Reproduce every one of the entries below word for word, line by line. Leave out the pictures.

* begin *

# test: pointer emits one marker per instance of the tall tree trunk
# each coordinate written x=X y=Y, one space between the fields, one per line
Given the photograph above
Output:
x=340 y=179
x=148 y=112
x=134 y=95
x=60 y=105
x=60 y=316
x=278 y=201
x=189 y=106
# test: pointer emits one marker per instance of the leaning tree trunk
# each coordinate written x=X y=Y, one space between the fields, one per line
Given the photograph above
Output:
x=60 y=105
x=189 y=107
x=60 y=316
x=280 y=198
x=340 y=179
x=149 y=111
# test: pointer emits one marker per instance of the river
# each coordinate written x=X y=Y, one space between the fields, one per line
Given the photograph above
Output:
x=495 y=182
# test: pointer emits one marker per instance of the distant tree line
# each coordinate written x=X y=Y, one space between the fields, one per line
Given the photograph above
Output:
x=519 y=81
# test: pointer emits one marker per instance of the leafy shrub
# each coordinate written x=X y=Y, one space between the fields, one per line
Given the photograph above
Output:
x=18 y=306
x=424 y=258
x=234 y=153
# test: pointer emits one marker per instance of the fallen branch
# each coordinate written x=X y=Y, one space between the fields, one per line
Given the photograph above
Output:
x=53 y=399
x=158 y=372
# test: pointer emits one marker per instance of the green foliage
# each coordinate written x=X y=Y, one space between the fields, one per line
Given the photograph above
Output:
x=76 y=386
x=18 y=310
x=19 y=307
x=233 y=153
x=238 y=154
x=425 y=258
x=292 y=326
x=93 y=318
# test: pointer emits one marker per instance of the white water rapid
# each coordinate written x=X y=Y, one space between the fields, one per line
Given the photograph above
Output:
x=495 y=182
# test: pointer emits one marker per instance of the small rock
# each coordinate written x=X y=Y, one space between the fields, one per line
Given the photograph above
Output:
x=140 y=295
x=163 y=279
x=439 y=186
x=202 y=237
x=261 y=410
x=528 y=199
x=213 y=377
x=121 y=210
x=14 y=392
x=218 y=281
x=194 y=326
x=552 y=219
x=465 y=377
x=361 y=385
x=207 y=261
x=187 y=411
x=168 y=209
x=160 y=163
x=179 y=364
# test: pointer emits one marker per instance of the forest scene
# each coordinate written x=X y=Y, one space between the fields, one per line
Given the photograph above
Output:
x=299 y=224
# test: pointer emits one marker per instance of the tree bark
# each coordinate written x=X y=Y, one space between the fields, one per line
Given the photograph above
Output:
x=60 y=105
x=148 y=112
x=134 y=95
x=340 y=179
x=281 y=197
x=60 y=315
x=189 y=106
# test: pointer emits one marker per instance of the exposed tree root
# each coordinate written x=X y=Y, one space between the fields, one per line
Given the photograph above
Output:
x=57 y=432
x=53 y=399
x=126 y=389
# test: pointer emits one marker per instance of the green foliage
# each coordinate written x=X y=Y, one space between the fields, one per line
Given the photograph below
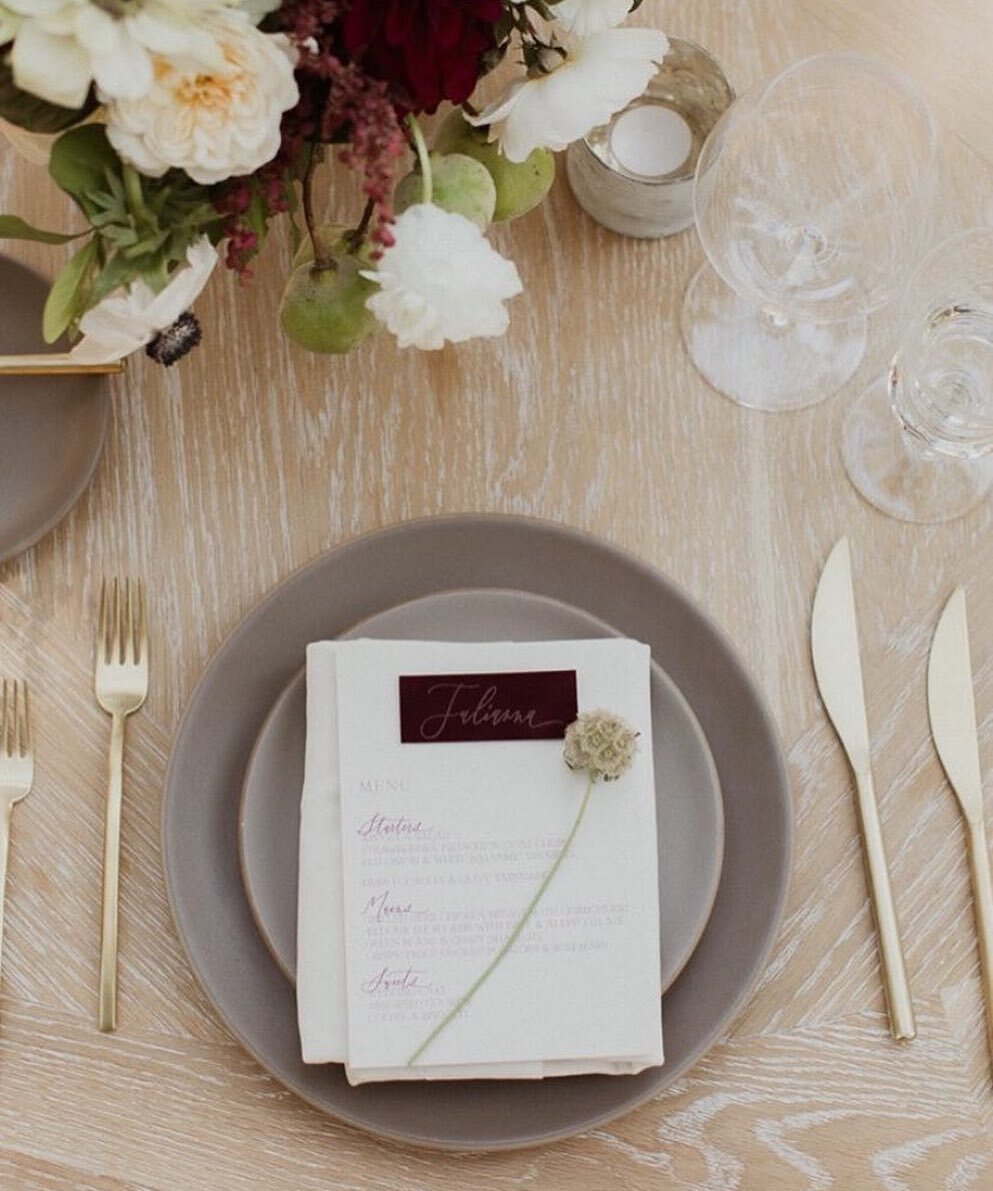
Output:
x=143 y=226
x=32 y=113
x=14 y=228
x=69 y=297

* end *

* [The solution]
# test: pointer emits one marker per instance of the tall tree trunk
# each coordinate written x=X y=Y, one space between the fields, one per line
Given the photograph above
Output:
x=340 y=179
x=148 y=112
x=134 y=95
x=60 y=105
x=60 y=316
x=278 y=201
x=189 y=106
# test: pointer emits one marker per instance of the leaning tree trunk
# each coordinate written x=X y=Y, one space between the fields, one per line
Given the photograph above
Output:
x=60 y=105
x=189 y=107
x=60 y=316
x=280 y=198
x=340 y=179
x=149 y=111
# test: pointer emits one marker per instance of the river
# each coordinate written x=X y=Y, one space between the fields, one per line
Given the photograph above
Output:
x=495 y=182
# test: pointer emits one marker per instance of the distant tree line
# each coordinate written x=X y=Y, one space between the fields, one per line
Given the photograph above
Output:
x=519 y=81
# test: pointer emits one marker per instance of the leafy shrub
# each coordinate written x=X y=Y, one space between the fields, one per line
Given the photograph above
Output:
x=18 y=306
x=424 y=258
x=234 y=153
# test: pointer emits one marker per instance of the fallen branch
# each coordinate written x=X y=Y, one space between the fields, one per line
Given the photograph above
Output:
x=53 y=399
x=158 y=372
# test: pointer emits one marker per instance of the green foliage
# each coordinate written x=X y=Y, one space between the fields, one per line
Given the photograph above
Output:
x=76 y=386
x=18 y=310
x=19 y=307
x=233 y=153
x=238 y=154
x=425 y=258
x=292 y=326
x=93 y=318
# test: pointer emits one marker per instance of the white water rapid
# each coordinate written x=X y=Y, one space between the fields, one per line
Given the photograph above
Output:
x=495 y=182
# test: pointer emits one marker per instance of the small rock
# each coordinate written x=X y=Y, one space between the fields, one per line
Given the photograph above
Output:
x=140 y=295
x=163 y=279
x=439 y=186
x=202 y=237
x=261 y=410
x=528 y=199
x=213 y=377
x=121 y=210
x=14 y=392
x=218 y=281
x=194 y=326
x=552 y=219
x=465 y=377
x=361 y=385
x=207 y=261
x=187 y=411
x=168 y=209
x=160 y=163
x=179 y=364
# test: pointer emits one marker per instance of the forest scene
# each coordinate written x=X y=Y, one space between the fields, one per line
Given the photograph above
Output:
x=299 y=224
# test: pointer emits one marker per instance of the tree bark
# each coordinate written x=X y=Y, one space between the fields, one per line
Given the photograph above
Output:
x=60 y=105
x=148 y=112
x=134 y=95
x=340 y=179
x=281 y=197
x=60 y=315
x=189 y=106
# test: pointer emits one marker per instance of the exposed tree root
# each coordinate written x=X y=Y, one space between the fields, one per line
Given the photograph above
Output:
x=57 y=432
x=53 y=399
x=126 y=389
# test: pointer emits one marker per instance of the green foliage
# each coordinate written x=X y=Y, one space between the fields, one per line
Given the photograph below
Output:
x=143 y=226
x=32 y=113
x=14 y=228
x=69 y=297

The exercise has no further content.